Extract the complete listing and output it unchanged.

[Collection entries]
- - -
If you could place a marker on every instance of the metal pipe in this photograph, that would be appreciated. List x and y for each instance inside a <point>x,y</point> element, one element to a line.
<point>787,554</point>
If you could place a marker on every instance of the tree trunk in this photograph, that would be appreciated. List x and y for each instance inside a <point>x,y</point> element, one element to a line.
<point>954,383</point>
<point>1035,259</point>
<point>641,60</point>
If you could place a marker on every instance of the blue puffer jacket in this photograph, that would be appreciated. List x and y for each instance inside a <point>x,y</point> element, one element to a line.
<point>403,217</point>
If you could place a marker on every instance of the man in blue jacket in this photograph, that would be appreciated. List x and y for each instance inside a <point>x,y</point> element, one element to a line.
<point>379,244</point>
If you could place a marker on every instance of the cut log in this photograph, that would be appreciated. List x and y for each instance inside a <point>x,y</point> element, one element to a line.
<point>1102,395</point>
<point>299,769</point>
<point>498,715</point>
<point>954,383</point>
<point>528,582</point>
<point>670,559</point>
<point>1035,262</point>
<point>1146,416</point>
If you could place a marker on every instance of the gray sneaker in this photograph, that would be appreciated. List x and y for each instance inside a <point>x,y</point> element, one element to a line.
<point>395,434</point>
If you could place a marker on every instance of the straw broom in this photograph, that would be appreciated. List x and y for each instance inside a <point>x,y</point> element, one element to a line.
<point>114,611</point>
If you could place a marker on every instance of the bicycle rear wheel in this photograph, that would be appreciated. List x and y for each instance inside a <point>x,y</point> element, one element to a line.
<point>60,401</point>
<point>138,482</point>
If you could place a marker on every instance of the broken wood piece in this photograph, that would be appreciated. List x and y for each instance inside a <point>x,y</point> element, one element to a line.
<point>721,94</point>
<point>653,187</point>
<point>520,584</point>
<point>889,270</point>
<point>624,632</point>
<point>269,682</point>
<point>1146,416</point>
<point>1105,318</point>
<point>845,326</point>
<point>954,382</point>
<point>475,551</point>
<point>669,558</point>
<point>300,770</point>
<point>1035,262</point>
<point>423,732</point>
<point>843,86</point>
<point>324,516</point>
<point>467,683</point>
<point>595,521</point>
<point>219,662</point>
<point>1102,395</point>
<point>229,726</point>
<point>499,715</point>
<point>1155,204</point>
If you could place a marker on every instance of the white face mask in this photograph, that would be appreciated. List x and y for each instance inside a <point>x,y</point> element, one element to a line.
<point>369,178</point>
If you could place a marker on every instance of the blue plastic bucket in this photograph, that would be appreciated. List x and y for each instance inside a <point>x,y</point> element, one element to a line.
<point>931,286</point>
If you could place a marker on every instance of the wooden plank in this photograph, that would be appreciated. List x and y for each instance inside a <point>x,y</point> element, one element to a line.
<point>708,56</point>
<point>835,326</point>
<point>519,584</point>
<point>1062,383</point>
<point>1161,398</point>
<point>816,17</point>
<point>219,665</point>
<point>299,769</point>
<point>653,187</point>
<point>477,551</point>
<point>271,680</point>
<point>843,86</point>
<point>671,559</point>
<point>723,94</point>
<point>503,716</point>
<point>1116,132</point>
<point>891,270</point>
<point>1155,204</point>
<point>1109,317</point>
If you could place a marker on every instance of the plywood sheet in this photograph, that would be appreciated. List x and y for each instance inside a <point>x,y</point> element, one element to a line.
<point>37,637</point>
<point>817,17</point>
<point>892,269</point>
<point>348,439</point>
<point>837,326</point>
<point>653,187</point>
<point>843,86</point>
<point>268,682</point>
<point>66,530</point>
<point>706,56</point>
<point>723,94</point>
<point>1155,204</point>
- - -
*In response:*
If you could place a marker on every instance of the metal pipe in this photograph, that would be appreciated. List x and y for each instance inside a <point>x,y</point> element, one element to a line.
<point>787,554</point>
If you could place a marker on every instance of the tree trunk in this photograph, that would be appreciated. List x and y for each instance inside a <point>x,y</point> element, one element to a line.
<point>954,383</point>
<point>1035,259</point>
<point>641,60</point>
If you could place a marker on every instance of the blue puffer jacket in this photograph, that would be appreciated. List x and y for each instance inside a <point>x,y</point> element, one element to a line.
<point>403,217</point>
If you could place a marker on every instance of the man in blue jacket in this photograph, that would be appreciated. List x and y for each instance inside a <point>x,y</point> element, one element to a line.
<point>379,244</point>
If you could place a marker on every instance of the cut log in this photograph, that would be appreciated. List x and y for each instance inside a <point>x,y</point> element, one element to a line.
<point>1102,395</point>
<point>299,769</point>
<point>498,715</point>
<point>954,383</point>
<point>528,582</point>
<point>670,559</point>
<point>1035,262</point>
<point>1146,416</point>
If you could place a marker on every instance of the gray sneaker in this photograph, that would be appreciated. List x and y for each instance inside a <point>x,y</point> element, one element to a line.
<point>395,434</point>
If you could place a marker on every instance of the straw broom in this photograph, that would be appreciated. List x and y for each instance inside a <point>x,y</point> element, one element to a line.
<point>114,611</point>
If you could place a marker on every instance of the bicycle rear wheel in this photograph, that would be appreciated. List x and y for each instance inside a <point>x,y</point> element, one element to a line.
<point>60,401</point>
<point>138,482</point>
If you could place a marker on every instance of the broken wood piece in this photograph, that would be appreciated. List x and y for each instance inside a <point>x,y</point> element, one element to a line.
<point>721,94</point>
<point>653,187</point>
<point>520,584</point>
<point>889,270</point>
<point>624,632</point>
<point>269,682</point>
<point>1146,416</point>
<point>1105,318</point>
<point>845,326</point>
<point>954,382</point>
<point>475,551</point>
<point>669,558</point>
<point>300,770</point>
<point>1035,262</point>
<point>423,732</point>
<point>843,86</point>
<point>324,516</point>
<point>467,683</point>
<point>595,521</point>
<point>219,662</point>
<point>1102,395</point>
<point>229,726</point>
<point>499,715</point>
<point>1155,204</point>
If you could place a marker on every instance of the white face mask in this photograph, that would be appreciated. List x and y for each instance inside a <point>x,y</point> element, one element to a line.
<point>369,178</point>
If you could place a marker on every instance of the blue plastic bucket in this photograph, that would be appreciated. List x and y for each instance inside a <point>x,y</point> element, one element to a line.
<point>931,286</point>
If you could place a marker on every instance of the wooden plank in this photograph, that would be appreciated. List x and y for each instance inside a <point>x,y</point> element, one element to a line.
<point>708,56</point>
<point>835,326</point>
<point>519,584</point>
<point>1062,383</point>
<point>1161,398</point>
<point>816,17</point>
<point>219,665</point>
<point>299,769</point>
<point>653,187</point>
<point>477,551</point>
<point>271,680</point>
<point>843,86</point>
<point>671,559</point>
<point>723,94</point>
<point>503,716</point>
<point>1116,132</point>
<point>891,270</point>
<point>1155,204</point>
<point>1109,317</point>
If you could place a marker on every instance of the plywood sheet in this photograph, that would be appreciated. List x and y for each instance inside a <point>x,y</point> element, one element to a line.
<point>37,637</point>
<point>817,17</point>
<point>892,269</point>
<point>348,439</point>
<point>837,326</point>
<point>653,187</point>
<point>843,86</point>
<point>268,682</point>
<point>66,530</point>
<point>706,56</point>
<point>723,94</point>
<point>1155,204</point>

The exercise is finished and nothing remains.